** Task inputs **
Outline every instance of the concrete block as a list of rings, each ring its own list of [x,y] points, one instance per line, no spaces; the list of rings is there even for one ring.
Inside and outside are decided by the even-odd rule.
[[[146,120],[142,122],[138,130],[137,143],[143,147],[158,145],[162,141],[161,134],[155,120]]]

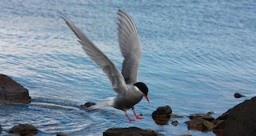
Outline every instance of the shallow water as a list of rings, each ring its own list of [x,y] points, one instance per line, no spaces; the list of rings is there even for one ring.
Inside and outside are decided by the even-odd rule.
[[[121,69],[117,10],[127,11],[141,38],[139,80],[150,88],[136,106],[144,119],[122,111],[79,109],[115,95],[107,78],[85,54],[59,13],[70,18]],[[256,3],[254,1],[0,1],[0,73],[30,90],[30,105],[1,106],[2,135],[18,123],[38,135],[65,132],[101,135],[110,127],[138,126],[166,135],[191,134],[187,118],[158,126],[151,113],[169,105],[174,114],[215,112],[218,117],[255,95]],[[241,93],[248,97],[235,99]],[[129,112],[131,117],[133,114]]]

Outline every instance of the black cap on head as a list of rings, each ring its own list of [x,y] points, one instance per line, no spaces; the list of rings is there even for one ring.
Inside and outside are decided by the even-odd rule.
[[[136,82],[134,84],[146,96],[147,96],[147,93],[149,92],[149,89],[143,82]]]

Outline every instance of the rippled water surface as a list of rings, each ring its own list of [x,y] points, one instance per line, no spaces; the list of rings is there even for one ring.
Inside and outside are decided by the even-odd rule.
[[[143,98],[136,106],[144,119],[134,122],[114,108],[79,108],[115,94],[59,14],[70,18],[121,69],[119,8],[137,25],[143,52],[139,80],[150,88],[151,102]],[[38,135],[101,135],[110,127],[128,126],[166,135],[214,135],[187,130],[187,118],[178,119],[178,126],[158,126],[151,113],[169,105],[176,114],[214,111],[218,117],[255,95],[254,1],[1,0],[0,13],[0,73],[32,97],[29,105],[0,106],[2,135],[18,123],[36,126]],[[235,99],[235,92],[248,97]]]

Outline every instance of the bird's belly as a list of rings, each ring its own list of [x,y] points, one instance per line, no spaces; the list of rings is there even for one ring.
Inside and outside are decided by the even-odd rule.
[[[114,107],[122,110],[126,110],[139,102],[142,98],[136,98],[134,99],[118,98],[116,100]]]

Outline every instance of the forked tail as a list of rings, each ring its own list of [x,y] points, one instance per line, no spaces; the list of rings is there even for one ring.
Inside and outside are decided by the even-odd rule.
[[[114,103],[114,98],[108,98],[106,99],[104,99],[103,102],[97,103],[96,105],[91,106],[86,108],[86,110],[89,111],[95,109],[103,108],[106,106],[112,106]]]

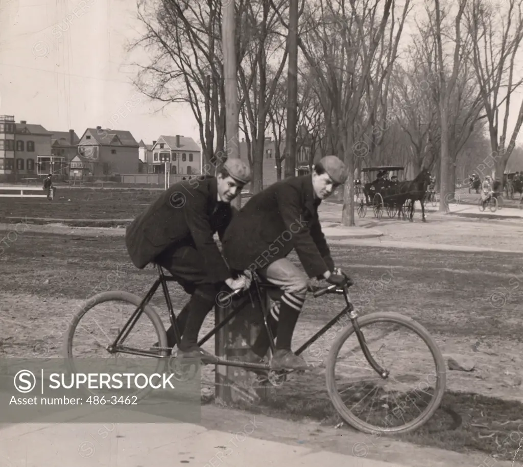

** Aim of the task **
Render every line of the items above as a JSON list of strings, one string per line, skipping blank lines. Leave the pictures out of the list.

** Expected answer **
[
  "Outline every instance of the concrete block as a list of rings, each ring its own list of [x,y] points, one instance per line, no spaces; the list of rings is there even for one ring.",
  "Inside and outside are decided by the even-odd rule.",
  "[[[146,120],[142,122],[138,130],[137,143],[143,147],[158,145],[162,141],[161,134],[155,120]]]",
  "Outline every instance of the shallow water as a list of rings, each ring its own list of [x,y] points, one instance per line, no spaces; the list of rings is there even for one ring.",
  "Inside and outside are decided by the even-odd rule.",
  "[[[121,69],[117,10],[127,11],[141,38],[139,80],[150,88],[136,106],[144,119],[122,111],[79,109],[115,95],[107,78],[85,54],[59,13],[70,18]],[[256,3],[254,1],[0,1],[0,73],[30,90],[30,105],[1,106],[2,135],[18,123],[38,135],[65,132],[101,135],[110,127],[138,126],[166,135],[191,134],[187,118],[158,126],[151,113],[169,105],[174,114],[215,112],[218,117],[255,95]],[[241,93],[248,97],[235,99]],[[129,112],[131,117],[133,114]]]",
  "Outline every instance of the black cap on head as a list of rings, each ring its own list of [x,y] points, one instance per line, no spaces; the list of rings is there even for one ring.",
  "Inside and outside are decided by the even-odd rule.",
  "[[[136,82],[134,84],[146,96],[147,96],[147,93],[149,92],[149,89],[143,82]]]",
  "Outline every instance of the rippled water surface as a list of rings, each ring its own list of [x,y] points, one instance per line, no spaces; the list of rings is there even for one ring.",
  "Inside and outside are decided by the even-odd rule.",
  "[[[143,98],[136,106],[144,119],[134,122],[114,108],[79,108],[115,94],[59,14],[70,18],[121,69],[119,8],[137,25],[143,52],[139,80],[150,88],[151,102]],[[38,135],[101,135],[110,127],[128,126],[166,135],[214,135],[187,130],[187,118],[178,119],[178,126],[158,126],[151,113],[169,105],[176,114],[214,111],[218,117],[255,95],[254,1],[1,0],[0,13],[0,73],[32,97],[29,105],[0,106],[2,135],[18,123],[36,126]],[[235,99],[235,92],[248,97]]]",
  "Outline every instance of the bird's belly as a list of rings, each ring its own list of [x,y] points, one instance per line, no spaces; the list of rings is there even for one ring.",
  "Inside and outside are decided by the even-odd rule.",
  "[[[114,107],[122,110],[126,110],[139,102],[142,98],[136,98],[134,99],[118,98],[116,100]]]",
  "Outline every instance of the forked tail as a list of rings, each ring its own list of [x,y] points, one instance per line, no spaces; the list of rings is there even for one ring.",
  "Inside and outside are decided by the even-odd rule.",
  "[[[114,103],[114,98],[108,98],[106,99],[104,99],[103,102],[97,103],[96,105],[91,106],[86,108],[86,110],[89,111],[95,109],[103,108],[106,106],[112,106]]]"
]